▶ _GIVEN INFORMATION_:
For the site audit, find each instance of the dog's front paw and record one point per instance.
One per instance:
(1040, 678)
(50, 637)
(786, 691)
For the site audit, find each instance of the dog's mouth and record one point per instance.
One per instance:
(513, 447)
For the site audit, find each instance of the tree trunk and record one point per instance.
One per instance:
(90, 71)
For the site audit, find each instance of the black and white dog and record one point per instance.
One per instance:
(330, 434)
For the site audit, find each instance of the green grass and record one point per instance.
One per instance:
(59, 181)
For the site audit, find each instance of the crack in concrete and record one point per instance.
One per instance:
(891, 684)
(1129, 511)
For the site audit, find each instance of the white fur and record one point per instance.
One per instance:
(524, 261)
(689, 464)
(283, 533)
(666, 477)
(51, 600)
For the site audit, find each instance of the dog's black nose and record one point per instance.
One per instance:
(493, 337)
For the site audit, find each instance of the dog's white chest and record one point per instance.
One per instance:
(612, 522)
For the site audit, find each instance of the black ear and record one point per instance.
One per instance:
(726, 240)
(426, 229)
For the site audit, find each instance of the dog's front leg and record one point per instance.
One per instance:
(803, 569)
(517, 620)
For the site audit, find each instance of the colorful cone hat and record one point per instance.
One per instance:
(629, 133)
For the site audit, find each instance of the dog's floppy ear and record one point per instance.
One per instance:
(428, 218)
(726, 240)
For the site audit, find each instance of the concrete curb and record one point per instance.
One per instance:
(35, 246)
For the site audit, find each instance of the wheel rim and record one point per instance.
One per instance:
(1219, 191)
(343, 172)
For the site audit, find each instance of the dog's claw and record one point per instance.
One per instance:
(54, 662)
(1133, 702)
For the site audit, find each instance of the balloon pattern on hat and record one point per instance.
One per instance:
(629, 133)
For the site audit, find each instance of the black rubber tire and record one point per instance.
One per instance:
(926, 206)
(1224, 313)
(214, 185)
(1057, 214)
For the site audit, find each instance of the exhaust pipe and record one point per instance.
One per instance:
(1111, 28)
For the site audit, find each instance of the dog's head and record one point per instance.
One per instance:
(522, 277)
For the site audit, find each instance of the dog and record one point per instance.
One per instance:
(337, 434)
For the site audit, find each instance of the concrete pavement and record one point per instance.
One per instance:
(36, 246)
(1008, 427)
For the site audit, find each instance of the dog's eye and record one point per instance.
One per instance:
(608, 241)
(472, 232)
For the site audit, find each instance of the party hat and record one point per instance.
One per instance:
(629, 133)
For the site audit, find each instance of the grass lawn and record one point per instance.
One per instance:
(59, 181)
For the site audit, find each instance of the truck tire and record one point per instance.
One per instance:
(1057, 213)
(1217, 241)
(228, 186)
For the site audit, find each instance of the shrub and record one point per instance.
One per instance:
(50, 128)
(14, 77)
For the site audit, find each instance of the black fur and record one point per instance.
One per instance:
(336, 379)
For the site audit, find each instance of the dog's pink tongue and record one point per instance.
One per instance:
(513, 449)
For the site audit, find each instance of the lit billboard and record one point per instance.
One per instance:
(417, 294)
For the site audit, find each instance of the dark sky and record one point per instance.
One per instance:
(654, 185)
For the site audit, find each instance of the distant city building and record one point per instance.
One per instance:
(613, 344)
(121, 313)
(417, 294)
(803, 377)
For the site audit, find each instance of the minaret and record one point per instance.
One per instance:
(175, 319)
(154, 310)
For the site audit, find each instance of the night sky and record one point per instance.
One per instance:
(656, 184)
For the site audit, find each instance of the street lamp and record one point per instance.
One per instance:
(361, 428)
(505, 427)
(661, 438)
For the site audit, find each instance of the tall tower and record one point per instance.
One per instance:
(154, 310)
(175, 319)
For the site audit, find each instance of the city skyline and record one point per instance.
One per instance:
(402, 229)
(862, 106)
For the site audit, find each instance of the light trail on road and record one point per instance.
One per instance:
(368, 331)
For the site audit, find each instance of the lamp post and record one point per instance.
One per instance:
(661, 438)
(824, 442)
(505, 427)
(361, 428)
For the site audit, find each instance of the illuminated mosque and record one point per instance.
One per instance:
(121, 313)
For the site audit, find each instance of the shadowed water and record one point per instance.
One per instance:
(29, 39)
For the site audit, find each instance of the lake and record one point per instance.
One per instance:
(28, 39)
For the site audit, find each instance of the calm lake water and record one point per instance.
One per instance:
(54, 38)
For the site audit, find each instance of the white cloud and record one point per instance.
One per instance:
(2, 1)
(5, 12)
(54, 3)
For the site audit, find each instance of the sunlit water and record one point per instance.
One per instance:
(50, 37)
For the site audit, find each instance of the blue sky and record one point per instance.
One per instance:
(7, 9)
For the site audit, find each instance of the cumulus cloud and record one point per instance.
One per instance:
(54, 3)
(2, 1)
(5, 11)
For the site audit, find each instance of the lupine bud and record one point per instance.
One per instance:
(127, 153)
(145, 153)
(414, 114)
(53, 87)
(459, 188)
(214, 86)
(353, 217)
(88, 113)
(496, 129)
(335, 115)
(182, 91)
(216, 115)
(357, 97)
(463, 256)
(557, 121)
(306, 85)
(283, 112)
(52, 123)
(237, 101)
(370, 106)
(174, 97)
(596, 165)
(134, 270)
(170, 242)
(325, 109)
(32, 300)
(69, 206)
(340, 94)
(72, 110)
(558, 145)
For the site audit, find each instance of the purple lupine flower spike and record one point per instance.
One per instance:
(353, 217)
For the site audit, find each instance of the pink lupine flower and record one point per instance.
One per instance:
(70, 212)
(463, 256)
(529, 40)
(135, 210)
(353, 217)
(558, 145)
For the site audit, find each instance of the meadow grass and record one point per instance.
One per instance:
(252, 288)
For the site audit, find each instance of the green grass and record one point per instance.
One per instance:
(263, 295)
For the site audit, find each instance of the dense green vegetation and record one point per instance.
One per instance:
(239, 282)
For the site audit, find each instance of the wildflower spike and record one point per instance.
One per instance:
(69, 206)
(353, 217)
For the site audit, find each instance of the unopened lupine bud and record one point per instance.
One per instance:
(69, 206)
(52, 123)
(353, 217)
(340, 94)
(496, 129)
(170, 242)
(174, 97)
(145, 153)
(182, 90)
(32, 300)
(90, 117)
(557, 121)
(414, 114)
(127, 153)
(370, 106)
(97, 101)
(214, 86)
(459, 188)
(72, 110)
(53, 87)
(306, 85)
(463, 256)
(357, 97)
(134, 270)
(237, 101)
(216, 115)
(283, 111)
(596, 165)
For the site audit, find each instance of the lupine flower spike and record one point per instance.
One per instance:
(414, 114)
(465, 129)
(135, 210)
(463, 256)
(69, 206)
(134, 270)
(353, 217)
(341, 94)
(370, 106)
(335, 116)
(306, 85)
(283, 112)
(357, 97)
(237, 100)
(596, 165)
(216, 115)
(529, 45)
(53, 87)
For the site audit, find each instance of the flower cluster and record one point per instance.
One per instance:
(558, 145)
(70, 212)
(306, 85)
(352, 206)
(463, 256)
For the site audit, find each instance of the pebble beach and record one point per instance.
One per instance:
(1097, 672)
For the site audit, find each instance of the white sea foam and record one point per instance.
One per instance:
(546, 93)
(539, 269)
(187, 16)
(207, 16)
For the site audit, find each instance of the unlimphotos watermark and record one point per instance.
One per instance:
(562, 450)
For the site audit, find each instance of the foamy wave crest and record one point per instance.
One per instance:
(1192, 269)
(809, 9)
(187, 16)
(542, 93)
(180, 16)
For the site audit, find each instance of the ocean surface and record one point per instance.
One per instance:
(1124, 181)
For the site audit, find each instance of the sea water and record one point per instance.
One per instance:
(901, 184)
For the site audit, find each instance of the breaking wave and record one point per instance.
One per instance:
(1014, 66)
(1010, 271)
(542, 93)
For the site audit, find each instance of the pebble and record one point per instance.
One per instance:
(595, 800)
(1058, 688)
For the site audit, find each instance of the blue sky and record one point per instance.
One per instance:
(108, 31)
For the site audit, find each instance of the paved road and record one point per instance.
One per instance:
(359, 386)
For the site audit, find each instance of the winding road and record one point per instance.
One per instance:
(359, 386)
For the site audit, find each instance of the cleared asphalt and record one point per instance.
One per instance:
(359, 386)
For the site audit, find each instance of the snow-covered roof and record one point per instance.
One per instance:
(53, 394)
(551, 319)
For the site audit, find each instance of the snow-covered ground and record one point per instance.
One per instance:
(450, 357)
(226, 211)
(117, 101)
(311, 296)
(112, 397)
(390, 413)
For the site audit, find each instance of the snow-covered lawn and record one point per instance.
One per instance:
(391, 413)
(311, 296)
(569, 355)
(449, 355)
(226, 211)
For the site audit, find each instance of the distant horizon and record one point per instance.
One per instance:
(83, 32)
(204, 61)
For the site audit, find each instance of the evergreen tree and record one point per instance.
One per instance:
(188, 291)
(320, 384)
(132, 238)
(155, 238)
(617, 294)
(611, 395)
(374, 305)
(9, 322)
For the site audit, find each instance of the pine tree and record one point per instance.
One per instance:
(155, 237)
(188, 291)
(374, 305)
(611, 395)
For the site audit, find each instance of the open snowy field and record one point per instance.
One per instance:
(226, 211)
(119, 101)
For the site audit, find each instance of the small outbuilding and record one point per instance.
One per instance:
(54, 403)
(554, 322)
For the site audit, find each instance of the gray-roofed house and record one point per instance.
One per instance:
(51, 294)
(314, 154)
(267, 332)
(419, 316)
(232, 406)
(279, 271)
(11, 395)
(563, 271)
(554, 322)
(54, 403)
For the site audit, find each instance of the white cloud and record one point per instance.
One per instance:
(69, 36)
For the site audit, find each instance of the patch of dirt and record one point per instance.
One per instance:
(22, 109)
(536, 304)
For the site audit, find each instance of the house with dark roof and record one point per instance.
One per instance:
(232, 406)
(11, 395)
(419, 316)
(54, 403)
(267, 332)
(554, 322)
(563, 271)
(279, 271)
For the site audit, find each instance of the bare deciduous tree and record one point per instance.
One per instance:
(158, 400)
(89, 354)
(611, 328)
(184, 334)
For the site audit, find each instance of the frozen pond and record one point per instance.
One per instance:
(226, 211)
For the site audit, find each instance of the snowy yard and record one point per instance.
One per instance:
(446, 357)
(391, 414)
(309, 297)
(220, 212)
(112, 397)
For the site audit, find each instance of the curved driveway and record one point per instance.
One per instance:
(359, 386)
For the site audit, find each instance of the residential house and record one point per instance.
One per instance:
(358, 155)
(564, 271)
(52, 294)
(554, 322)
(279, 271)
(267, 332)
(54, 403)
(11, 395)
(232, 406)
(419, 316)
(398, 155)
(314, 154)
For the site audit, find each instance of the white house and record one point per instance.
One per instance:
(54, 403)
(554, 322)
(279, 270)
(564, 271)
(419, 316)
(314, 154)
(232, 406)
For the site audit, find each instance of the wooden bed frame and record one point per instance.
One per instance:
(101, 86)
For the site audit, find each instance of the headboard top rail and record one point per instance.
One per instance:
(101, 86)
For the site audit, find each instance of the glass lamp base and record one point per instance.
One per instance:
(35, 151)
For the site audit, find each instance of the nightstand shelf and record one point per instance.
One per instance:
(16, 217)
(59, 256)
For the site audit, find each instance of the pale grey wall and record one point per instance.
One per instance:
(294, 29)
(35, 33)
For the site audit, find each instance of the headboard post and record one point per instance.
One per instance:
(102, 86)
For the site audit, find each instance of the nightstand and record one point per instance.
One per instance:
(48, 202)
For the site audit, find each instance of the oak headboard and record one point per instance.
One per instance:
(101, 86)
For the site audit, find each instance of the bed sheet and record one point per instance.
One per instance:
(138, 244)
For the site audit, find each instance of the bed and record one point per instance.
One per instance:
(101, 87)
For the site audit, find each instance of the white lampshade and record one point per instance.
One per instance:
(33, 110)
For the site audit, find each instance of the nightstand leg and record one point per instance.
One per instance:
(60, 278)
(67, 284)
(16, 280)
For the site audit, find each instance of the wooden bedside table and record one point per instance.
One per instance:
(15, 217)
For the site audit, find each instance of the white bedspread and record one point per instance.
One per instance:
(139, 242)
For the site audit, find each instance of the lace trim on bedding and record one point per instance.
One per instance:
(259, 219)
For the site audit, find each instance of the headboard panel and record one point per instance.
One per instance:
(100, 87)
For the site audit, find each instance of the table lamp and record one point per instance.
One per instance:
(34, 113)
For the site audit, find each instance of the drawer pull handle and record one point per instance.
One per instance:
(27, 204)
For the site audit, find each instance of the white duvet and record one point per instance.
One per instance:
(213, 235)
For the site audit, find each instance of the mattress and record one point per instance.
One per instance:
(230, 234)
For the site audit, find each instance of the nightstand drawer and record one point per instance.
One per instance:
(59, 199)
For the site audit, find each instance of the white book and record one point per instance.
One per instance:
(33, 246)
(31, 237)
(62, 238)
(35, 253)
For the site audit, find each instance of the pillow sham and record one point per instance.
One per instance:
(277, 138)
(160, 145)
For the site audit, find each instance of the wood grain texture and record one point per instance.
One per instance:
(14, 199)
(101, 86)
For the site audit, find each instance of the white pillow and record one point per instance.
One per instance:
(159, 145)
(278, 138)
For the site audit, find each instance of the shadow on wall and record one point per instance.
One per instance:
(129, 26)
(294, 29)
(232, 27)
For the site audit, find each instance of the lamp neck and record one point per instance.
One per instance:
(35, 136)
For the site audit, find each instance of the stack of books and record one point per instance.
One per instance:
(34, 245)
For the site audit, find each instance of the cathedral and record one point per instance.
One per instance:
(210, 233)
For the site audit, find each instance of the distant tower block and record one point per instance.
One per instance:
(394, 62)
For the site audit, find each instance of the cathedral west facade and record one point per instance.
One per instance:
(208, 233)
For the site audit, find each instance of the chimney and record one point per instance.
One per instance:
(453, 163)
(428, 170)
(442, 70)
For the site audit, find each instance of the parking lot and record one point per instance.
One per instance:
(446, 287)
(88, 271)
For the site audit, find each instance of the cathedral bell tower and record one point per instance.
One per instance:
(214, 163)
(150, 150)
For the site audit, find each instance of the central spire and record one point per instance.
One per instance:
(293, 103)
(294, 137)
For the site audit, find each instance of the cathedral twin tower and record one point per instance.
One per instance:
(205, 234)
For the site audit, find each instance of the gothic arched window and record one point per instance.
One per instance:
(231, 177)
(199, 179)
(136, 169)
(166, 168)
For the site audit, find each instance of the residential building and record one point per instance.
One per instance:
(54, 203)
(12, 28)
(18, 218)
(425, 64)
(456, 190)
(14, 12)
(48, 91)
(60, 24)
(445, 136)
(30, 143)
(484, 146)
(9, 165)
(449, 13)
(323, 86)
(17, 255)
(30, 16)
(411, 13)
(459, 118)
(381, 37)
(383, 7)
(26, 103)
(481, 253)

▶ _TASK TO COMPLETE_:
Once you find the line with "frame and record one point per instance." in the entries above, output it and each line after it up to and including the line with "For the site audit, find each instance of the oak", and nothing else.

▶ _OUTPUT OF THE TASK_:
For the site audit, find each instance of the wooden bed frame and record one point per instance.
One per instance:
(101, 86)
For the site audit, find each instance of the headboard top rail and record one point per instance.
One per instance:
(101, 86)
For the site audit, find each instance of the glass lamp base and record one point per instance.
One per instance:
(35, 151)
For the site audit, find each instance of the nightstand shelf and record one point per instance.
One per instance:
(16, 217)
(59, 256)
For the site audit, find each instance of the pale grey wall and record one point per instance.
One per instance:
(294, 29)
(35, 33)
For the site audit, find each instance of the headboard post and record one point per instance.
One per instance:
(102, 86)
For the site audit, find each instance of the nightstand and record one point per instance.
One per instance:
(48, 202)
For the site audit, find each instance of the oak headboard and record one point per instance.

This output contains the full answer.